* Directions for this task
Extract and repeat the lines of the material starting at the line that contains "segment --target=woman's right hand" and ending at the line that contains "24), (176, 27)]", both included, without changing them.

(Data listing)
= = = = =

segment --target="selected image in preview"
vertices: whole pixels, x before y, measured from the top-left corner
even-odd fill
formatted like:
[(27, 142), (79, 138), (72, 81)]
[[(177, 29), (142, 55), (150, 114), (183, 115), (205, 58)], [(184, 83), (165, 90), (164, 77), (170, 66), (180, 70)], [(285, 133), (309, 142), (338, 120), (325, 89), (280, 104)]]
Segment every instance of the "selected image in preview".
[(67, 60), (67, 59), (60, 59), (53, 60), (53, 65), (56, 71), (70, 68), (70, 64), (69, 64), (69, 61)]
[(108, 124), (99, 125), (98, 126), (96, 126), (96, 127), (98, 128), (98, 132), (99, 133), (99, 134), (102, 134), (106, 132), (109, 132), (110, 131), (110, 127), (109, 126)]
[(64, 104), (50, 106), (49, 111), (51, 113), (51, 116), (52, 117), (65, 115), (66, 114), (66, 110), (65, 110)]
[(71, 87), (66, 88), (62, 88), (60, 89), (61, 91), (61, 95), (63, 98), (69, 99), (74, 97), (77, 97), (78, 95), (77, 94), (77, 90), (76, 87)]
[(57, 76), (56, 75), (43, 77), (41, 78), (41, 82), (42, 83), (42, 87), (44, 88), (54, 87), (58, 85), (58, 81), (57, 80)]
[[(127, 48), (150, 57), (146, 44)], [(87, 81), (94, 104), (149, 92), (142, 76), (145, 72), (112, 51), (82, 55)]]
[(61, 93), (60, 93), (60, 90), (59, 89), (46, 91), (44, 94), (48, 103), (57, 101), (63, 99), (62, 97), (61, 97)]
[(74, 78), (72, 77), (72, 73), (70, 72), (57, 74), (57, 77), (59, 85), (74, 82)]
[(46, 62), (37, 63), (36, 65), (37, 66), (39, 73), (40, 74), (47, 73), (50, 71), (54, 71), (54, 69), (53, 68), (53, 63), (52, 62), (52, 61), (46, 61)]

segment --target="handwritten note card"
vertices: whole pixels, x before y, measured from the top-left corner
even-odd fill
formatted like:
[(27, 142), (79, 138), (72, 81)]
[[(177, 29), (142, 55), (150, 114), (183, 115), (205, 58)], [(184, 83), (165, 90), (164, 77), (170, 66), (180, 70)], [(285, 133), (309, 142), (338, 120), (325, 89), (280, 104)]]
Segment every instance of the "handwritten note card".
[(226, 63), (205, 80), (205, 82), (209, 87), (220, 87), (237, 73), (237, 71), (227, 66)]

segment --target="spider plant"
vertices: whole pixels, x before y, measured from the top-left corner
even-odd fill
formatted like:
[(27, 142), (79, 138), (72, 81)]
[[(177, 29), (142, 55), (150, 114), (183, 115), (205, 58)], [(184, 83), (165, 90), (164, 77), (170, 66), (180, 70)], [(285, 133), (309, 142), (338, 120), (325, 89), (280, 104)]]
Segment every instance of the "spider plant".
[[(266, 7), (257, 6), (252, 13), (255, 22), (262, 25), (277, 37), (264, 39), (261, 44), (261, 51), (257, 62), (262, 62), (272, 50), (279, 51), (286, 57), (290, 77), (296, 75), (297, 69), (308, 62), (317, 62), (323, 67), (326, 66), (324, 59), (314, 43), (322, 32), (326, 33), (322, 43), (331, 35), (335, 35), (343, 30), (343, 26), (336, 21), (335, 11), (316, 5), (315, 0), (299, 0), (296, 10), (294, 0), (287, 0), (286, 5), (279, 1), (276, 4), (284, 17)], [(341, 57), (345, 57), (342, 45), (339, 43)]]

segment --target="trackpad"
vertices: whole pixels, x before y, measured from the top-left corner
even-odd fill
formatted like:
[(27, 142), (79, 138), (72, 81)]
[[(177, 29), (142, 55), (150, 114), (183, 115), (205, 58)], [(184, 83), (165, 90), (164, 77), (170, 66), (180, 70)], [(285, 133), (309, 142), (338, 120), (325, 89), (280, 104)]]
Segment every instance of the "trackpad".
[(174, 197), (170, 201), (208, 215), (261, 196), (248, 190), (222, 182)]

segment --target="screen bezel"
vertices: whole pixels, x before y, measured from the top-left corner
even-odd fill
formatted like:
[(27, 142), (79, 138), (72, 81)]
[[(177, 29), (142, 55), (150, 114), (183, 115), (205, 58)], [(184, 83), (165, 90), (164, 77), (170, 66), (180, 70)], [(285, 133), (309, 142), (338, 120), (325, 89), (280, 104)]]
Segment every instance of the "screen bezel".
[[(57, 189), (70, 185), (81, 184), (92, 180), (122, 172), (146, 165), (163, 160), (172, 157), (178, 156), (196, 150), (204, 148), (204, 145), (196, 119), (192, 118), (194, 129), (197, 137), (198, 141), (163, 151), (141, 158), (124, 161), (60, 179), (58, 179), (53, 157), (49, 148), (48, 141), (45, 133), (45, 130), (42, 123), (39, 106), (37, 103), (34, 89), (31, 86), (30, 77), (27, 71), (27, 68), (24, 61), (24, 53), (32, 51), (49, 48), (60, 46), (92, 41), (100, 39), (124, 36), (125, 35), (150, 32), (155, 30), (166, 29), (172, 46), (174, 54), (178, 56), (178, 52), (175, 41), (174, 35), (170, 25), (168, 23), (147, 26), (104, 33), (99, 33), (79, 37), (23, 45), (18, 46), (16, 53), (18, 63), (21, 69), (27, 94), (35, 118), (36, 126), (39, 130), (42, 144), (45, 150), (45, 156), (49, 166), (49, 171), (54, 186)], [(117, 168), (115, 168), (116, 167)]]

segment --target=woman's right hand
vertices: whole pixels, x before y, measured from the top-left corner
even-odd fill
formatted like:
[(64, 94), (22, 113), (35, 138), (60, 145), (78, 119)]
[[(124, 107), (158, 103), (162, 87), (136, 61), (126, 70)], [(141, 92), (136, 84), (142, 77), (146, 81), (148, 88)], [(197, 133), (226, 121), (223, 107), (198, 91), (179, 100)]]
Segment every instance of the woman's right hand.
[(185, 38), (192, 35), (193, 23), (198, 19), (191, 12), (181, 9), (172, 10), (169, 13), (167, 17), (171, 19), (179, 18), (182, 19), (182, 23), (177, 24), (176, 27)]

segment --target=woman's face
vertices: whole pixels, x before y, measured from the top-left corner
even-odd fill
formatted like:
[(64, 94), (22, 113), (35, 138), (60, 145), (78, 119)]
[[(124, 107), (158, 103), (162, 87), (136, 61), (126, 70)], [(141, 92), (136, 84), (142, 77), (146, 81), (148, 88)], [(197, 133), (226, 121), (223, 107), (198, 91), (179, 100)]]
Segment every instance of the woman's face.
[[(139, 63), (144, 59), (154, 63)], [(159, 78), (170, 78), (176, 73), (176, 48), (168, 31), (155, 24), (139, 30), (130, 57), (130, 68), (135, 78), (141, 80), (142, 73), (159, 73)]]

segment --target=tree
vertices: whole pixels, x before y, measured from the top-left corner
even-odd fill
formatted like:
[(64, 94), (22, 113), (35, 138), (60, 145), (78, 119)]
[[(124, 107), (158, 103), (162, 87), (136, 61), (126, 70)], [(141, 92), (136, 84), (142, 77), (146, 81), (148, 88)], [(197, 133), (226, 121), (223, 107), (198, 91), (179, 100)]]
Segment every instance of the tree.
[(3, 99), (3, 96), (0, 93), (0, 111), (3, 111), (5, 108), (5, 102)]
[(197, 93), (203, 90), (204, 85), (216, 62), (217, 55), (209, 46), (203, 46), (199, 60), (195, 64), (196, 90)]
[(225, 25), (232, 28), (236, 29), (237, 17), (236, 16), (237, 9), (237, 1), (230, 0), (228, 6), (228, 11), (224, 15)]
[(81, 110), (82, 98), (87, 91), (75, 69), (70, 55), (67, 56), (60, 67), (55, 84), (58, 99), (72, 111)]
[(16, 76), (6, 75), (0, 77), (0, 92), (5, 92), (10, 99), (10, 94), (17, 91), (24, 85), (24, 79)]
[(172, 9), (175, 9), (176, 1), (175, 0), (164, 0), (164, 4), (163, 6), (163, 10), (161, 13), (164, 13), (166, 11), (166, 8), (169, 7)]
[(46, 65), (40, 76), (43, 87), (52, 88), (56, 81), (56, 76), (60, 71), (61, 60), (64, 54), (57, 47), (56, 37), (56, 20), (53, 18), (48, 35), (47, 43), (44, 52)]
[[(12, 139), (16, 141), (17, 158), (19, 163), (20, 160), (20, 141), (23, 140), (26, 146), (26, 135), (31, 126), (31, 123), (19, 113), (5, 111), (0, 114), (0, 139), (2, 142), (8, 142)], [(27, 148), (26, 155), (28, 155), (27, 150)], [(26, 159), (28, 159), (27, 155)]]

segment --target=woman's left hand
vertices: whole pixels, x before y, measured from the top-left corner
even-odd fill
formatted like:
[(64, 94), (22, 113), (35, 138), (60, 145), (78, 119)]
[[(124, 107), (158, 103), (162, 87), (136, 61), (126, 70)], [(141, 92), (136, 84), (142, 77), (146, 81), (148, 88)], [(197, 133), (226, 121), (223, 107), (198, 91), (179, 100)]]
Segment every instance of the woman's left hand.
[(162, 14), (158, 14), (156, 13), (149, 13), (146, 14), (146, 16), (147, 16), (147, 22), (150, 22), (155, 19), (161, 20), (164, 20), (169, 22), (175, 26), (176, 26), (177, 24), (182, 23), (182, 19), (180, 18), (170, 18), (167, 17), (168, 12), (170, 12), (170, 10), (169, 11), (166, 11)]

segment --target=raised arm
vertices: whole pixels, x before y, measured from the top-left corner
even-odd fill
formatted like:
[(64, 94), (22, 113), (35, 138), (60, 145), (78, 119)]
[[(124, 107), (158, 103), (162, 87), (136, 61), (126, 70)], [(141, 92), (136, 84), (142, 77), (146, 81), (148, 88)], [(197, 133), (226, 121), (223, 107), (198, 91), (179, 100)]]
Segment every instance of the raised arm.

= = = = =

* The completed task
segment --target=woman's right hand
vertices: whole pixels, x before y, measured from the top-left corner
even-odd fill
formatted like:
[(64, 94), (22, 113), (35, 138), (60, 145), (78, 119)]
[[(124, 107), (158, 103), (162, 87), (136, 61), (126, 70)], [(141, 92), (136, 84), (142, 77), (146, 81), (148, 88)], [(197, 133), (226, 121), (223, 107), (198, 91), (179, 100)]]
Segment every instance of the woman's right hand.
[(185, 38), (192, 35), (193, 23), (198, 19), (191, 12), (181, 9), (172, 10), (169, 13), (167, 17), (171, 19), (179, 18), (182, 19), (182, 23), (177, 24), (176, 27)]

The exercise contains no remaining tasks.